→ TEXTE À LIRE:
--*--

C’est en effet sous ces termes peu flatteurs que l’Histoire a retenu ce lieu dont on sait en réalité peu de chose, et pour cause : ses contemporains refusaient de s’y aventurer par peur de s’y faire détrousser – ou tout simplement, par crainte d’y être seulement aperçu.
Ainsi L’Intransigeant, dans les années 1920, retrace l’historique de ce royaume des gueux avec emphase certes, mais en rapportant peu ou prou les mêmes tropes que ceux dessinés par la légende populaire ou les visions de Hugo :
« Truands, sorcières et ribaudes, faux éclopés, mendiants, imposteurs, spécialistes hiérarchisés appliquant au royaume d'Argot la division du travail, ”sabouleux, malingreux et courtaux de boutange, marcandiers, rifodés, orphelins et cagoux, capons, caIlots, coquillarts, francs-mitoux, hubains, narquois, piètres et polissons, archi-suppôts du Grand Coësre, du duc d’Égypte, du roi de Bohême, de l’empereur do Galilée”, tout ce monde de la gueuserie hanta jadis, à Paris, mainte et mainte Cour des Miracles : l’Histoire connaît chacune d’elles, l'érudition les a toutes repérées, mais la plus, fameuse, sans nul conteste, et celle qui le plus longtemps subsista, la dernière Cour des Miracles. »
Quoique largement romancé, le mythe autour de la Cour des Miracles de Paris part toutefois d'un fait historique avéré. Celle-ci a bel et bien existé.
Au XVIIe siècle, plusieurs villes de France possédaient une Cour des Miracles. Paris, outre sa grande Cour des Miracles située entre la rue du Caire et la rue Réaumur, en compta même une dizaine d’autres.
Dès le Moyen-Âge, elles sont fréquentées par les gueux, les mendiants et les voleurs, tandis que bourgeois et membres de la maréchaussée évitent autant que possible d'y pénétrer. Le Radical dresse en 1884 un bel aperçu de ce que représente pour l'homme cultivé du XIXe siècle l'infamie de ce que fut cette « ville dans la ville – et quelle ville ! » :
« La Cour des Miracles fut, pendant des siècles, la sentine de Paris. Tous les vices, tous les crimes, toutes les hideurs de l’humanité s'y déversaient, comme les ruisseaux dans l’égout. Le crime, la prostitution, la débauche effrénée tenaient là leur quartier général. […]
Sur son seuil, la loi commune s'arrêtait, et nul archer, nul gendarme n'auraient osé y pénétrer. Qui avait jeté à la face de la société, comme un défi, son honneur, son argent, sa vie, entrait là et était accueilli. »
En 1884, tout juste un siècle après la destruction totale de la grande Cour des Miracles, Le Petit Parisien revient sur la sinistre et non moins fascinante histoire de ce lieu :
« La Cour des Miracles était, jadis, le repaire de tout ce que Paris recelait de gueux, et ils étaient nombreux. Faux aveugles, faux boiteux, faux lépreux, ribauds et ribaudes, coquins de toutes sortes s'y abritaient.
Le jour venu, ils se répandaient par la ville, ne rentrant que le soir. Alors, c'était ripaille effrénée, orgies monstrueuses, débauches immondes, rixes où le couteau tenait le premier rôle. »

--*--

→ CONSIGNES:
1. D'après le texte sur la Cour des Miracles, entre quelles rues se trouvait la grande Cour des Miracles de Paris ?
2. Recopiez le passage du texte sur la Cour des Miracles qui commence aux mots « C’est en effet » et s'arrête après « être seulement aperçu. », en mettant « dépouiller » à la place de « détrousser ».
Les entrées qui suivent proviennent d'une autre source que le texte sur la Cour des Miracles.

--*--

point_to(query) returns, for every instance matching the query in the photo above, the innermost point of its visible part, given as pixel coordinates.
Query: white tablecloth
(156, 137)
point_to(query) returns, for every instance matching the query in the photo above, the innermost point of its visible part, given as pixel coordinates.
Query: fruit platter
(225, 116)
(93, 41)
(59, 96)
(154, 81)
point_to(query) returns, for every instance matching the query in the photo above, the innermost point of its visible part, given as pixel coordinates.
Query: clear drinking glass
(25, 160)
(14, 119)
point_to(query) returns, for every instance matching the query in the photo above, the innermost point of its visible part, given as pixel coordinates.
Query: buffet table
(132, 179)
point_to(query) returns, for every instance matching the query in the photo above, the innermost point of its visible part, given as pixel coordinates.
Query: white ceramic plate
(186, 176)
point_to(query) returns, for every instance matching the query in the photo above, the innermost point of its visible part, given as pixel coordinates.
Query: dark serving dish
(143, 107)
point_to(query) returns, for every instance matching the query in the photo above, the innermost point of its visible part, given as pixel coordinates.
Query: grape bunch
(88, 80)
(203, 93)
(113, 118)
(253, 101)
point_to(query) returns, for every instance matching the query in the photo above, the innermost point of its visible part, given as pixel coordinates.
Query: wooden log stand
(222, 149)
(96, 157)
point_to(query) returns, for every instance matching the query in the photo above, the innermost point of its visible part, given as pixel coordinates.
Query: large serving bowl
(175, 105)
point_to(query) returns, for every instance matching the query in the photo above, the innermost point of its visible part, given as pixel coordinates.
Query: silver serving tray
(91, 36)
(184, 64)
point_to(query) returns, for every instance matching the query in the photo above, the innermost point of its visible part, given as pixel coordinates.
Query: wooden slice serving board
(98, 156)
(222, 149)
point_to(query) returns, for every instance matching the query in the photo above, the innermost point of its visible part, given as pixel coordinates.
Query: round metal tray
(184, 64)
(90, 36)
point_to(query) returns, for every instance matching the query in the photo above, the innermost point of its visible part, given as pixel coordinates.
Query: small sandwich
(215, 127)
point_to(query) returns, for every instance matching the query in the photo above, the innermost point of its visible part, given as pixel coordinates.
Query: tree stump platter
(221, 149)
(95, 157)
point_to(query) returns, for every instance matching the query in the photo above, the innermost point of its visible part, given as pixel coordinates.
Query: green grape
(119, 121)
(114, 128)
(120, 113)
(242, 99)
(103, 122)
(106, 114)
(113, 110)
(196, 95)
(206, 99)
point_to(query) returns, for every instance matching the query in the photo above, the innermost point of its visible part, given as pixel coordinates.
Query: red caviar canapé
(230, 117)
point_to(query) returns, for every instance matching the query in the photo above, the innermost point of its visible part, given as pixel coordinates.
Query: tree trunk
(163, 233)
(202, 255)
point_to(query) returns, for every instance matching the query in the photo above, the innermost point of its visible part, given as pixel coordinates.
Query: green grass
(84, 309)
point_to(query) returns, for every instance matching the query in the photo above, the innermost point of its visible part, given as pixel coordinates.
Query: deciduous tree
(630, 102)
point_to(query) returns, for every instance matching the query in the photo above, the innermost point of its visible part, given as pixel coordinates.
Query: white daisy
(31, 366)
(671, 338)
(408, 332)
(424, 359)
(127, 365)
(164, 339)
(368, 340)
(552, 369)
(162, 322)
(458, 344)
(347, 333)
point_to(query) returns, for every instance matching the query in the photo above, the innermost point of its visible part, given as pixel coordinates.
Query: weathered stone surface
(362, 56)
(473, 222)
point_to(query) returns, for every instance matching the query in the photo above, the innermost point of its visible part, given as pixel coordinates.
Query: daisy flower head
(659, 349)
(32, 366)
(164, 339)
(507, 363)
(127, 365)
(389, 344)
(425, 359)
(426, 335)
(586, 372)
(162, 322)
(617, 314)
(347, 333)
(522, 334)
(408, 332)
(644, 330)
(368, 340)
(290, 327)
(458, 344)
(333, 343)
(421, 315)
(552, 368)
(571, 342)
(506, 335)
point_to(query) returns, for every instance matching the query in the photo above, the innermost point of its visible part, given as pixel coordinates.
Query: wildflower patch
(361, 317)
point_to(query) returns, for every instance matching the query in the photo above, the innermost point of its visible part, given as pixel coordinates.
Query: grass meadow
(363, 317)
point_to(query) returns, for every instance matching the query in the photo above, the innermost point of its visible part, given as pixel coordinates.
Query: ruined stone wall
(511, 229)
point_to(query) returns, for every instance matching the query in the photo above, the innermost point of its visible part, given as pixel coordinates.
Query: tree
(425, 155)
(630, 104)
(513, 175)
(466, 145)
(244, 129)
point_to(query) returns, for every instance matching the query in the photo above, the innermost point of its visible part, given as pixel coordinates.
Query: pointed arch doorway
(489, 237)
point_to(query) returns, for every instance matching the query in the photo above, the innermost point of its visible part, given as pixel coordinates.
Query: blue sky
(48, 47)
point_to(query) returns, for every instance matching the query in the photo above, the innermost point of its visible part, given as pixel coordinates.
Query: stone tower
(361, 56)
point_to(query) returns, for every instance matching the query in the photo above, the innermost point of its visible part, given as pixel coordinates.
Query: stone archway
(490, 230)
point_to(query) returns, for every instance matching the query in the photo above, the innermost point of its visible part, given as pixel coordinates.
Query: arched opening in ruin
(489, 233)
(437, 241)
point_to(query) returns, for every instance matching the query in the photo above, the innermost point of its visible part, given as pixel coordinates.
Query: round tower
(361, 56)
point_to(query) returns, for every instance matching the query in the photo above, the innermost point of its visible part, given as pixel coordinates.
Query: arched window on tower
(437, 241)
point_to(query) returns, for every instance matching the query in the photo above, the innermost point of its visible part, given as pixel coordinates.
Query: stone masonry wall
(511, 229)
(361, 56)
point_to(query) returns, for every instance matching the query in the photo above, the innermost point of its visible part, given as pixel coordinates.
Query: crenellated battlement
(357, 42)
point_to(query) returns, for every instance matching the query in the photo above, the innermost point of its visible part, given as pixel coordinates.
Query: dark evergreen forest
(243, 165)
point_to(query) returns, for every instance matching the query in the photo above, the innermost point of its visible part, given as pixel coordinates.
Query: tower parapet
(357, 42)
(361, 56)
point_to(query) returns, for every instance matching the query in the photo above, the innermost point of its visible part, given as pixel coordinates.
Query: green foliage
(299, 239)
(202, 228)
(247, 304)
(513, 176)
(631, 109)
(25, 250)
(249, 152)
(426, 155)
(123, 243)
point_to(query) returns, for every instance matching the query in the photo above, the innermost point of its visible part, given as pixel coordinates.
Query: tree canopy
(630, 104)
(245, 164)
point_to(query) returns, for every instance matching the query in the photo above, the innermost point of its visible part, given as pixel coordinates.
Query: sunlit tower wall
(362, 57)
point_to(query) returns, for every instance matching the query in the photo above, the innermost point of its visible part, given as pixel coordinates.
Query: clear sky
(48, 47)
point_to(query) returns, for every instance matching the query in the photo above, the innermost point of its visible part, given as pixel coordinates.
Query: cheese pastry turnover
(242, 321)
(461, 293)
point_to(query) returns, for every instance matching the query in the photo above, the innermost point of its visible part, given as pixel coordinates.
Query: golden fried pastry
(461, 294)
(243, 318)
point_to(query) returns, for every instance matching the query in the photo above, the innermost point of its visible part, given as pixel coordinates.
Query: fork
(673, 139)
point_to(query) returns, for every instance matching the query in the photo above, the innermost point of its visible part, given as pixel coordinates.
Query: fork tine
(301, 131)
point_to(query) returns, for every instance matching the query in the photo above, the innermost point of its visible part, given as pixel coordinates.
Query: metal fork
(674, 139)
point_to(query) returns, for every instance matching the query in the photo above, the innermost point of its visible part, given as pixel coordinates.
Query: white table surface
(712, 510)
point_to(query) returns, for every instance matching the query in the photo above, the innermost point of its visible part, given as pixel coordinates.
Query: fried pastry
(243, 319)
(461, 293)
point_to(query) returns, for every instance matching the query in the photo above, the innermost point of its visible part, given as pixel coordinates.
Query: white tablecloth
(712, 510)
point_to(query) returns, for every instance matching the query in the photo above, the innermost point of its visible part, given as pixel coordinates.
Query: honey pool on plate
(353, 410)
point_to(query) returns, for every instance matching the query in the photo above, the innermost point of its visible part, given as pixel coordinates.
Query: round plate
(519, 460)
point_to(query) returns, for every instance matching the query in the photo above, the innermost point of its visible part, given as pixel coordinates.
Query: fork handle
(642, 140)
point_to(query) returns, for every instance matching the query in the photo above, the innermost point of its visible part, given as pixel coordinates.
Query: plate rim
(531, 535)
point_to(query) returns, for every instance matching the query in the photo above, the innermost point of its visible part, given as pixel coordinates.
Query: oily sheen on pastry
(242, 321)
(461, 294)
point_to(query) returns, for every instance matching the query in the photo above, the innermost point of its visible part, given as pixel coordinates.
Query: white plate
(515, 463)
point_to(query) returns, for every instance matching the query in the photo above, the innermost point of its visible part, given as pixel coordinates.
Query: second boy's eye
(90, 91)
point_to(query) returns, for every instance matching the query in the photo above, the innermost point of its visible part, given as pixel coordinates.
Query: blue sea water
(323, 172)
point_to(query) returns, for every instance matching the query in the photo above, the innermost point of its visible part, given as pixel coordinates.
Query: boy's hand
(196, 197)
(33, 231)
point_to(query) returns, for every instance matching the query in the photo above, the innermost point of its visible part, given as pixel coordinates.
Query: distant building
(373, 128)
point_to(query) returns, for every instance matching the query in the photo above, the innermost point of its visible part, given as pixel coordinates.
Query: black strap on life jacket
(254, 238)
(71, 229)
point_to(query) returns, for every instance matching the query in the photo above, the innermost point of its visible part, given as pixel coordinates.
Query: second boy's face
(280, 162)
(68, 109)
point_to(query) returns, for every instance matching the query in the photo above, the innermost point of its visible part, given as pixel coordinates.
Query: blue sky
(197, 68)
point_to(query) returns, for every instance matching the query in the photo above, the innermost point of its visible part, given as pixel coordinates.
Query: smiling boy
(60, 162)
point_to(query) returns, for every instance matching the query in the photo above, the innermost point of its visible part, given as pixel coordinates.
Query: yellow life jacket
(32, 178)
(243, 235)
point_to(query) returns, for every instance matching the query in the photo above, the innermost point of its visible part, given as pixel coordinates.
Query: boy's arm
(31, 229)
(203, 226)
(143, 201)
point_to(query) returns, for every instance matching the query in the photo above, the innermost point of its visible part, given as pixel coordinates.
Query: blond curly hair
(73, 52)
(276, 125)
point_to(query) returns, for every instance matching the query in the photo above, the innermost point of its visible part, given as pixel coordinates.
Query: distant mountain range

--*--

→ RÉPONSES COMPLÈTES:
1. Entre la rue du Caire et la rue Réaumur.

2.
C’est en effet sous ces termes peu flatteurs que l’Histoire a retenu ce lieu dont on sait en réalité peu de chose, et pour cause : ses contemporains refusaient de s’y aventurer par peur de s’y faire dépouiller – ou tout simplement, par crainte d’y être seulement aperçu.